━━ Supplied text ━━
Storage, handling are new fleet issues
Temperature, dilution can affect product quality
For fleets running 2010 and newer equipment using selective catalytic reduction to curb emissions, diesel exhaust fluid storage and handling have become issues. All fleets with such trucks need to keep their drivers informed about DEF, and bigger fleets with large terminal facilities should understand that while having an onsite tank can save big dollars on purchasing costs, it also means an extra piece of equipment to manage.
At what point should a fleet consider its own DEF tank? Chad Dombroski, director of Yara North America, recommends a 1,000-2,000-gallon storage tank for a fleet with 10 to 13 trucks, while a 3,000-4,000-gallon tank would work for a fleet with 26-40 trucks. A larger fleet with 80-160 trucks likely would need a 5,000-6,000-gallon tank.
Bill Mulligan, vice president of development, facilities and environmental compliance for Pilot Travel Centers, believes few fleets dispense the fluid exclusively from their own tanks. It costs about $225,000 to fill a DEF tank when delivered by a typical 5,600-gallon tanker, and even the largest fleets normally have their own DEF tanks only at their busiest terminals, Mulligan says.
Pilot has 1,100 service islands with combined diesel/DEF pumps where a driver can pump diesel fuel into his fuel tanks, and then pump DEF from a different nozzle on the same pump. The two purchases will show up as a single transaction on any of several national fleet credit cards, with complete information on how much was spent on each fluid and the quantity.
Pilot also offers 1-gallon and 2½-gallon DEF containers for $5.99 and $13.99, respectively, but most fleets prefer drivers purchase it in bulk from the pump because the price is far more favorable at $2.59-2.79 per gallon. DEF’s cost also raises the issue of theft: Drivers should keep their DEF containers inside the vehicle and not fastened to the back of the cab.
DEF also is relatively heavy: Two 2½-gallon containers together weigh about 50 pounds, raising at least the possibility of a workman’s compensation claim.
Fleets in colder climates have additional DEF concerns, but although the fluid starts to crystalize at about 13 degrees Fahrenheit, there’s no permanent deterioration even if it freezes solid, and it can be thawed out and used.
Freezing affects only the ability to pump DEF, says Alan Smith, business development manager for Brenntag North America. “It’s not that you’ll have to replace fluid that has frozen – just that drivers won’t be able to refill their tanks until all parts of the supply system thaw out.”
━━━
━━ Supplied data ━━
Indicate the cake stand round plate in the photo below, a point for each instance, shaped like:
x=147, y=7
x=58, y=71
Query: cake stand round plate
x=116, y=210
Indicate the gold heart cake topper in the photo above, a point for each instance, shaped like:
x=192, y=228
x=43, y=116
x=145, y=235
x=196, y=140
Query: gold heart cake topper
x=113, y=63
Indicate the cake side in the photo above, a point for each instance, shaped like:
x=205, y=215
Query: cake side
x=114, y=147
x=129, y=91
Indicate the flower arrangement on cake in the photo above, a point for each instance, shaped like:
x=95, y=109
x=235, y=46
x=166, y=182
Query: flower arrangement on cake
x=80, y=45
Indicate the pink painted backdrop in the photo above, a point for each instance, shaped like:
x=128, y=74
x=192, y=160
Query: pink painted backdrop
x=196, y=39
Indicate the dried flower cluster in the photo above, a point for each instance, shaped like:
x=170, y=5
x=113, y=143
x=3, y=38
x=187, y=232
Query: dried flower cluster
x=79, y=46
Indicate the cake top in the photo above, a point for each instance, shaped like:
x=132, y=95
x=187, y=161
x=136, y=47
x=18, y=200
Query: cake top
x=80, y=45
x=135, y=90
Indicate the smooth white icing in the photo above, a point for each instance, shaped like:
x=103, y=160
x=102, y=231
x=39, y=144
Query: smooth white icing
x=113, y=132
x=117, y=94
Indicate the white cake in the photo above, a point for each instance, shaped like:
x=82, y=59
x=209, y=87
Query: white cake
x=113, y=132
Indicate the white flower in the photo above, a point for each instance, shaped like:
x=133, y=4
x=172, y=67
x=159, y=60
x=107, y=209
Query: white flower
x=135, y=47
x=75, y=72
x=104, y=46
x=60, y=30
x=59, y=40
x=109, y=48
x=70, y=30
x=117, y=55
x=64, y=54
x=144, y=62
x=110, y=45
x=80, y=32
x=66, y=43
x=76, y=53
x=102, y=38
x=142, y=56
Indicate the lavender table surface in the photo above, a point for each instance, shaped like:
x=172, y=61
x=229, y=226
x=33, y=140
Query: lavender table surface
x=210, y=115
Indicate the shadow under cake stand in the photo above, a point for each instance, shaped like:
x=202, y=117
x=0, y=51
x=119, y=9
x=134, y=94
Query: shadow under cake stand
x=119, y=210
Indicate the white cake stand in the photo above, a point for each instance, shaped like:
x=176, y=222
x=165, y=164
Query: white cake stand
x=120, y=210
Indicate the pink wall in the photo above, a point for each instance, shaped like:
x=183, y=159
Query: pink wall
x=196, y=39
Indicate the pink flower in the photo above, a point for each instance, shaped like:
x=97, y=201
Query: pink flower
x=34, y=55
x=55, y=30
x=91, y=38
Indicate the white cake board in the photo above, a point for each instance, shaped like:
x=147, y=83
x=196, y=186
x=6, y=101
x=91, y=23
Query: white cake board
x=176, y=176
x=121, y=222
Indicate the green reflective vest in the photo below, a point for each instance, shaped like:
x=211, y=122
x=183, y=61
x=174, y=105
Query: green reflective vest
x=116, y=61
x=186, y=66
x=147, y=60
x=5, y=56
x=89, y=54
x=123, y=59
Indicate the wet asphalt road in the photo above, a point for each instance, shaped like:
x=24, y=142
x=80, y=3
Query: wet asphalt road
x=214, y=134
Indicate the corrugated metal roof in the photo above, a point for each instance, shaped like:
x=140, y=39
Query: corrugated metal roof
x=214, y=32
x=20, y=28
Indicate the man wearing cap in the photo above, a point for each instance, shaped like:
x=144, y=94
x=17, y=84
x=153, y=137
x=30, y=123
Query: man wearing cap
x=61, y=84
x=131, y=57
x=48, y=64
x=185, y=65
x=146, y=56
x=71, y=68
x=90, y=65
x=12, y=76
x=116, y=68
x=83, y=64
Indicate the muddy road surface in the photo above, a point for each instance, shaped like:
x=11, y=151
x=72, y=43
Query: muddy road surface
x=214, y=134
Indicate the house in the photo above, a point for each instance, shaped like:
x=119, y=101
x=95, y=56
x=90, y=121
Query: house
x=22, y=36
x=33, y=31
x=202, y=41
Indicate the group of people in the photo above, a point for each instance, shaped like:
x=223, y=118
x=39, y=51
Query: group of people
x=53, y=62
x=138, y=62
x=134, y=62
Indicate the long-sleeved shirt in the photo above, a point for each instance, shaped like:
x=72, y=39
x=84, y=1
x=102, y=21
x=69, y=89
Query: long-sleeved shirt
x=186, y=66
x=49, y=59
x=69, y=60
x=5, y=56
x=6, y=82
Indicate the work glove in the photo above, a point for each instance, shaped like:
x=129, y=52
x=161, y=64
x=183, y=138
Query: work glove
━━━
**Exercise tasks**
**a)** Answer these questions using the article on DEF storage and handling:
(i) What size storage tank does Chad Dombroski recommend for a fleet with 26-40 trucks?
(ii) At about what temperature does DEF start to crystallize?
(iii) How many service islands with combined diesel/DEF pumps does Pilot have?
**b)** Retype the part of the article on DEF storage and handling that starts at "Bill Mulligan, vice" and ends at "terminals, Mulligan says.".

**Results of the tasks**
**a)**
(i) A 3,000-4,000-gallon tank.
(ii) About 13 degrees Fahrenheit.
(iii) 1,100.

**b)**
Bill Mulligan, vice president of development, facilities and environmental compliance for Pilot Travel Centers, believes few fleets dispense the fluid exclusively from their own tanks. It costs about $225,000 to fill a DEF tank when delivered by a typical 5,600-gallon tanker, and even the largest fleets normally have their own DEF tanks only at their busiest terminals, Mulligan says.